### DOCUMENT
○ ○ ○ ○
But think about your classes. How many are based on the textbook? How many do the tests come directly out of the text?

QUOTE(Texsox @ Sep 19, 2007 -> 01:10 PM)
But think about your classes. How many are based on the textbook? How many do the tests come directly out of the text?

I haven't bought a book in like 2 or 3 semesters now. I guess it depends on the classes.

My modus operandi the past few years in college has been to just read the books outside of class and you don't actually have to attend the class very often. I buy my books from amazon.com for cheaper and then usually attend class the time before the test to see if there's a review or information given about the test, and I have been fine.

 

But yes, usually the class is simply a regurgitation of text books. Most of my better classes have come straight from the teachers knowledge and is actually interesting with their personal touch added to the information.

I'm an econ major. Half of my classes are really numbers based. In those classes, we learn about a theory, get tested on it, then kinda forget it because it's so theoretical. The other half are just lecture based and actually about real problems and thinking about ways to fix them. Those are the classes I'm actually learning something in.

 

Barely any books are used in my classes now. Freshmen/soph year, that's all we used.

I was thinking about my courses and what we are covering, and more important, what we are required and tested on and came to the realization that 90% of my formal college education is reading and knowing about 45 books. That's really it. Each course has about one book, you read and regurgitate.

Change your major to something more technical and see if you come to the same conclusion.

Taking seven classes.

 

One midsized lecture with 7 books to read. Have to go to this.

One midsized lecture with 2 books. Probably don't have to go.

One required class. Attendance mandatory.

One small lecture with 5 books. Helps to go.

One small class centered around teaching with mandatory attendance. Have to go.

One huge lecture. One book, don't have to go.

One online.

  • Author

Over a career

History classes, learn the text book

Algebra, learn the text book

Pols req'd courses, learn the text

Intro Soc, learn the text

Intro to Psy, learn the text

Phil, learn the text

But why buy and learn the text (which is almost assuredly a limited amount of the text, thus paying for information you will not use) when you can just go to class and get the same information without having to spend the $75-200 on a book?

only 2 classes have the books taught me. The rest it's all lecture/discussion.
○ ○ ○ ○
### DATA SEGMENT
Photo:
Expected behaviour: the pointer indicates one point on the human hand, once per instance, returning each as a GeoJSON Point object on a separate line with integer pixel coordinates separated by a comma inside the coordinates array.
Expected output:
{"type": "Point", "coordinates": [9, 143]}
○ ○ ○ ○
Quote the college textbook discussion word for word between "But yes, usually" and "to the information.", inclusive.

### TASK RESULT
But yes, usually the class is simply a regurgitation of text books. Most of my better classes have come straight from the teachers knowledge and is actually interesting with their personal touch added to the information.